> **QUESTIONS ON THE MATERIAL**:
1: In the POWER9 crash post below, what does enabling STRICT_KERNEL_RWX change?
2: Write out the stretch of the POWER9 crash post below from "Fri Apr 17 21:45:34" through "not a cure.", with every word unchanged.

> **EXCERPT PROVIDED**:
POWER9 crash due to STRICT_KERNEL_RWX (WAS: Re: Linux-next POWER9 NULL pointer NIP...)

Fri Apr 17 21:45:34 AEST 2020

Steven Rostedt <rostedt at goodmis.org> writes:
> On Thu, 16 Apr 2020 21:19:10 -0400
> Qian Cai <cai at lca.pw> wrote:
>
>> OK, reverted the commit,
>> 
>> c55d7b5e6426 (“powerpc: Remove STRICT_KERNEL_RWX incompatibility with RELOCATABLE”)
>> 
>> or set STRICT_KERNEL_RWX=n fixed the crash below and also mentioned in this thread,
>
> This may be a symptom and not a cure.

I think it is a cure.

But we still have a bug, which is that when STRICT_KERNEL_RWX is enabled
we have some sort of corruption going on.

Enabling STRICT_KERNEL_RWX changes our implementation of
patch_instruction() which is used by ftrace, so I suspect this is a
powerpc bug.

>> [  148.110969][T13115] LTP: starting chown04_16
>> [  148.255048][T13380] kernel tried to execute exec-protected page (c0000000016804ac) - exploit attempt? (uid: 0)
>> [  148.255099][T13380] BUG: Unable to handle kernel instruction fetch
>> [  148.255122][T13380] Faulting instruction address: 0xc0000000016804ac
>> [  148.255136][T13380] Oops: Kernel access of bad area, sig: 11 [#1]
>> [  148.255157][T13380] LE PAGE_SIZE=64K MMU=Radix SMP NR_CPUS=256 DEBUG_PAGEALLOC NUMA PowerNV
>> [  148.255171][T13380] Modules linked in: loop kvm_hv kvm xfs sd_mod bnx2x mdio ahci tg3 libahci libphy libata firmware_class dm_mirror dm_region_hash dm_log dm_mod
>> [  148.255213][T13380] CPU: 45 PID: 13380 Comm: chown04_16 Tainted: G        W         5.6.0+ #7
>> [  148.255236][T13380] NIP:  c0000000016804ac LR: c00800000fa60408 CTR: c0000000016804ac
>> [  148.255250][T13380] REGS: c0000010a6fafa00 TRAP: 0400   Tainted: G        W          (5.6.0+)

> **EXCERPTED DATA**:

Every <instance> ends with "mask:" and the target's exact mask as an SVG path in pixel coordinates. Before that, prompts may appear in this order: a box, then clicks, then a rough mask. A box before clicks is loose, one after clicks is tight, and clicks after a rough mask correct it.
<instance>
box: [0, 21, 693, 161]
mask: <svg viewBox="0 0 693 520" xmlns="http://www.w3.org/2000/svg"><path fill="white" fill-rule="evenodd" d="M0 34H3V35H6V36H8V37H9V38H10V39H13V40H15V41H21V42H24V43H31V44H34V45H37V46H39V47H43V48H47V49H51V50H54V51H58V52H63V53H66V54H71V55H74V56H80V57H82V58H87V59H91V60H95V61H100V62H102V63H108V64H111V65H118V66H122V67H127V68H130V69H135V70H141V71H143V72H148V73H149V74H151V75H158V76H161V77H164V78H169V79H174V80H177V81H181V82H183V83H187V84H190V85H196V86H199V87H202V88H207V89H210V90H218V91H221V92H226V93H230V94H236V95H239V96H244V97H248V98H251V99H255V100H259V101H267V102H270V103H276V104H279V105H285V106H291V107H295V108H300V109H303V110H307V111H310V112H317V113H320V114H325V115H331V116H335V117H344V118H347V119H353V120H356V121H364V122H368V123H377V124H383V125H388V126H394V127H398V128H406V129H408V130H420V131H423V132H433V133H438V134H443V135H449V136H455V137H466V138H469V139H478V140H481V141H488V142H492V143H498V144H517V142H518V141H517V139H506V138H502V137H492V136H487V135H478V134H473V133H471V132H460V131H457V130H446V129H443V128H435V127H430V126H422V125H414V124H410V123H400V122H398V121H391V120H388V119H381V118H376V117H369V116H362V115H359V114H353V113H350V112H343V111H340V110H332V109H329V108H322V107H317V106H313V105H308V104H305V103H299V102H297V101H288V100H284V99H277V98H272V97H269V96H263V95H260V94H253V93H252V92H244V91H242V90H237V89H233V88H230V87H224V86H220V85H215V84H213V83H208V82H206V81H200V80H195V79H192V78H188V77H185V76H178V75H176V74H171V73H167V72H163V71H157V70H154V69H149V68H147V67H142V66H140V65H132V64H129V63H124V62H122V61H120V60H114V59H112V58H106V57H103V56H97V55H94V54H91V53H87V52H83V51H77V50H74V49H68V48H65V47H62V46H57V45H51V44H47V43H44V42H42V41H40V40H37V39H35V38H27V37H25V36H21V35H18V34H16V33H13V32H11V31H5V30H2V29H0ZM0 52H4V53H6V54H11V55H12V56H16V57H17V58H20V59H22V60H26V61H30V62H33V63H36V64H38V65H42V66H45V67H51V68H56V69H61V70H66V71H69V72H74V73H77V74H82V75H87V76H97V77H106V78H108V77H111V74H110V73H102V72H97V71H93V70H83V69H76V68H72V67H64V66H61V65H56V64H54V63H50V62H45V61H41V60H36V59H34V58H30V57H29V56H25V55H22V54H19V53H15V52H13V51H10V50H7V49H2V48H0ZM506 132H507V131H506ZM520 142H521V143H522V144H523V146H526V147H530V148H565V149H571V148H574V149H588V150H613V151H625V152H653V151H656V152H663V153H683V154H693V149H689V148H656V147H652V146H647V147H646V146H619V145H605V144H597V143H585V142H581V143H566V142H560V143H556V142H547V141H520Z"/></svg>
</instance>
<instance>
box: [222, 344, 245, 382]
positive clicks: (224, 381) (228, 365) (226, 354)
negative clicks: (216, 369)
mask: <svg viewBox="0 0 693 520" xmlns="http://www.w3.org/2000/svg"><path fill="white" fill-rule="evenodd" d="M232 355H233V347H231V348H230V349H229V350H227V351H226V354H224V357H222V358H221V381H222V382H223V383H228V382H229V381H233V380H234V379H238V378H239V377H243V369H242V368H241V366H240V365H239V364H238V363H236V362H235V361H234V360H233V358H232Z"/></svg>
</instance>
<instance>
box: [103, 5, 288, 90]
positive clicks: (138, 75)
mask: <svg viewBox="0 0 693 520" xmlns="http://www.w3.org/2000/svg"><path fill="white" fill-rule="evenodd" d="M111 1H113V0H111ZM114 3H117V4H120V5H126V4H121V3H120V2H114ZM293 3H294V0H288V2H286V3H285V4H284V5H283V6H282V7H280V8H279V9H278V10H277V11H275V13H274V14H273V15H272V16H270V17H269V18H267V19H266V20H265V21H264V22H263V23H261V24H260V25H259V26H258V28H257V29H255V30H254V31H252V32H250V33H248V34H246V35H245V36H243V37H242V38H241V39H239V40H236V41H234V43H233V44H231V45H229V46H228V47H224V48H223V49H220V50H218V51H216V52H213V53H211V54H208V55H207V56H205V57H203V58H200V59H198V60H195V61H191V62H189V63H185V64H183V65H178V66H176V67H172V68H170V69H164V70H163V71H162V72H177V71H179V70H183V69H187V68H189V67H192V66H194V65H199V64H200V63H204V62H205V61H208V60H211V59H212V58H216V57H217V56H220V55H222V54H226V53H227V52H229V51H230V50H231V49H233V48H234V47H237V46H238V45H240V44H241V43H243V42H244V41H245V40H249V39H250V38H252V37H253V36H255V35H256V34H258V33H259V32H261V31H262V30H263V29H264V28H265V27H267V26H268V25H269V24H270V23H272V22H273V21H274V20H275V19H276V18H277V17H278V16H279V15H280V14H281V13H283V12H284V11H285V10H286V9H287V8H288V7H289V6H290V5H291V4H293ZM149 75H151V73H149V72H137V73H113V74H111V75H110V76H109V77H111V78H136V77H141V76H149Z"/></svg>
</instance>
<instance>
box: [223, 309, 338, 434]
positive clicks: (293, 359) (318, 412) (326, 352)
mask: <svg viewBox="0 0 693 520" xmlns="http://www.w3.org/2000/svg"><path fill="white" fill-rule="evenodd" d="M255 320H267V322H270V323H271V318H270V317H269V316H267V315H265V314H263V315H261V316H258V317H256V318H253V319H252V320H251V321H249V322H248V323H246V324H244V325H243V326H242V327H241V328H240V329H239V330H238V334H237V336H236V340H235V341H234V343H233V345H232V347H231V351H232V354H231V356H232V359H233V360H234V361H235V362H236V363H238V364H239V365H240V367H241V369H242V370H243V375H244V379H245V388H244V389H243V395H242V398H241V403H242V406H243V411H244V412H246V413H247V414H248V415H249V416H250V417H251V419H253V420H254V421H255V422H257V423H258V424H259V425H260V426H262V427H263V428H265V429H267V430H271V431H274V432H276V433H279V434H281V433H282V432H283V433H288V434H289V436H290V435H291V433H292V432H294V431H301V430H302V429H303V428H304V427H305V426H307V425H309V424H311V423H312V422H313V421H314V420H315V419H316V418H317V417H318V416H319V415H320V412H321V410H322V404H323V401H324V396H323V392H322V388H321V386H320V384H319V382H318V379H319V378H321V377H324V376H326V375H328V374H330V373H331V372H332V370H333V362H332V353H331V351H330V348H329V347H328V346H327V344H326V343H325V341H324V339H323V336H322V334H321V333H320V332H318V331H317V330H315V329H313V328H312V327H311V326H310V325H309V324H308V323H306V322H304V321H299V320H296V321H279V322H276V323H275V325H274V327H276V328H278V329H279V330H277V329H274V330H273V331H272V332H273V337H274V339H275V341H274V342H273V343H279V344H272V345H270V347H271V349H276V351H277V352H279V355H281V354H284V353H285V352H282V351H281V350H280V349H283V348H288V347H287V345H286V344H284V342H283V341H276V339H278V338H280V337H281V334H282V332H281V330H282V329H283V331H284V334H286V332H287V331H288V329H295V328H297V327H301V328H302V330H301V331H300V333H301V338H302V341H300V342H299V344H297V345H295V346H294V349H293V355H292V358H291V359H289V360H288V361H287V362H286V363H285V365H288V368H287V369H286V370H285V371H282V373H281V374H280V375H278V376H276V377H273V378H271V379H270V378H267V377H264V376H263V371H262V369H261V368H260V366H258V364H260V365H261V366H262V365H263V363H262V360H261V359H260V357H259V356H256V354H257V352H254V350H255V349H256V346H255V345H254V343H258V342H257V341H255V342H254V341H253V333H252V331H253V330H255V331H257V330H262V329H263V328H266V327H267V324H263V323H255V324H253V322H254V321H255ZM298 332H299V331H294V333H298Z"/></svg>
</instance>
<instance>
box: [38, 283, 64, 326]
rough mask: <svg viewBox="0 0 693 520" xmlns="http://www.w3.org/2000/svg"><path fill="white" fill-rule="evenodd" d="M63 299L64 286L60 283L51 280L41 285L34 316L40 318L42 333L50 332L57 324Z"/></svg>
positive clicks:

> **PROBLEM SOLUTIONS**:
1: It changes the implementation of patch_instruction(), which is used by ftrace.

2:
Fri Apr 17 21:45:34 AEST 2020

Steven Rostedt <rostedt at goodmis.org> writes:
> On Thu, 16 Apr 2020 21:19:10 -0400
> Qian Cai <cai at lca.pw> wrote:
>
>> OK, reverted the commit,
>> 
>> c55d7b5e6426 (“powerpc: Remove STRICT_KERNEL_RWX incompatibility with RELOCATABLE”)
>> 
>> or set STRICT_KERNEL_RWX=n fixed the crash below and also mentioned in this thread,
>
> This may be a symptom and not a cure.